MATERIAL ZUR AUFGABE ->

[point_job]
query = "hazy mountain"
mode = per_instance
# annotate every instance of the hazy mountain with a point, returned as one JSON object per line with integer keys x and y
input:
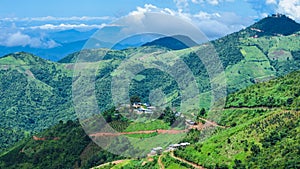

ZU ERLEDIGEN -> Kannst du die Auflistung oben vollständig und Zeile für Zeile unverändert abschreiben? Das Bild lässt du dabei weg.

SCHRIFTLICHE ANTWORT ->
[point_job]
query = "hazy mountain"
mode = per_instance
# annotate every instance of the hazy mountain with a point, returned as one JSON object per line with integer keys x and y
input:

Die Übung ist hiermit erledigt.